**INPUT RECORDS**.

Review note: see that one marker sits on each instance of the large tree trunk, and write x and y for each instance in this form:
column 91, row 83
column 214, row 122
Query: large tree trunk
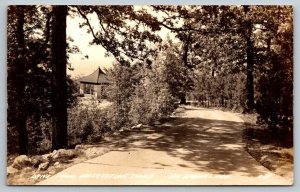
column 19, row 83
column 250, row 62
column 59, row 82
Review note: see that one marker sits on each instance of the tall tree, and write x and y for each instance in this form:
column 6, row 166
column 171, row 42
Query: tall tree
column 19, row 80
column 59, row 81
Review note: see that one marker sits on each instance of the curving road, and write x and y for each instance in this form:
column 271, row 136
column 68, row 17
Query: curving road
column 198, row 147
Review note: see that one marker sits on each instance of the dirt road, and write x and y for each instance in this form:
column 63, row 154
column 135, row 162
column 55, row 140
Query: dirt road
column 200, row 147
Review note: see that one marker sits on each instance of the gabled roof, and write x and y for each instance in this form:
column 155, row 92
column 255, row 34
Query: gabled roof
column 97, row 77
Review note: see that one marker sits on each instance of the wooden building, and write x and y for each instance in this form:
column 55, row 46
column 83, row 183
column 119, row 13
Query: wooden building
column 94, row 84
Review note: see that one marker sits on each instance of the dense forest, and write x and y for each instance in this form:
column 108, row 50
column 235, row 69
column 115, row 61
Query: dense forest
column 233, row 57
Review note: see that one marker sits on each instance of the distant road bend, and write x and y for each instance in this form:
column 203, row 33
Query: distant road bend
column 201, row 147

**EXERCISE PROMPT**. Can you update the records above so that every "Review note" becomes "Audit note", with everything else left unchanged and the pictures left out?

**THE ANSWER**.
Audit note: see that one marker sits on each instance of the large tree trunk, and write x and y for each instance in this form:
column 91, row 83
column 214, row 122
Query: large tree trunk
column 19, row 83
column 250, row 62
column 59, row 82
Audit note: see that one marker sits on each instance of the tall tree, and write x and y for each instance in this form:
column 6, row 166
column 171, row 42
Query: tall tree
column 19, row 80
column 59, row 81
Audit note: see that one marker sits on each instance of the curving road, and write x and y for each instance in this form:
column 271, row 136
column 68, row 17
Query: curving road
column 198, row 147
Audit note: see that one marker sits on each instance of the dirt road, and write x and y for each instance in this form:
column 63, row 154
column 135, row 162
column 55, row 140
Query: dirt road
column 200, row 147
Audit note: see that one marker sits on each instance of the gabled roof, and write x and y for each instance in this form:
column 155, row 92
column 255, row 34
Query: gabled roof
column 97, row 77
Audit note: see that one marker sits on each instance of the wooden building, and write x and y for each instance in this form:
column 55, row 46
column 83, row 183
column 119, row 13
Query: wooden building
column 94, row 84
Audit note: see that one marker sits on each instance of the dense forest, and write x and y for each instance in this form:
column 108, row 50
column 235, row 69
column 115, row 61
Query: dense forest
column 233, row 57
Audit note: see that one marker sits on each instance of the distant road bend, and write x and y for each instance in this form:
column 203, row 33
Query: distant road bend
column 201, row 147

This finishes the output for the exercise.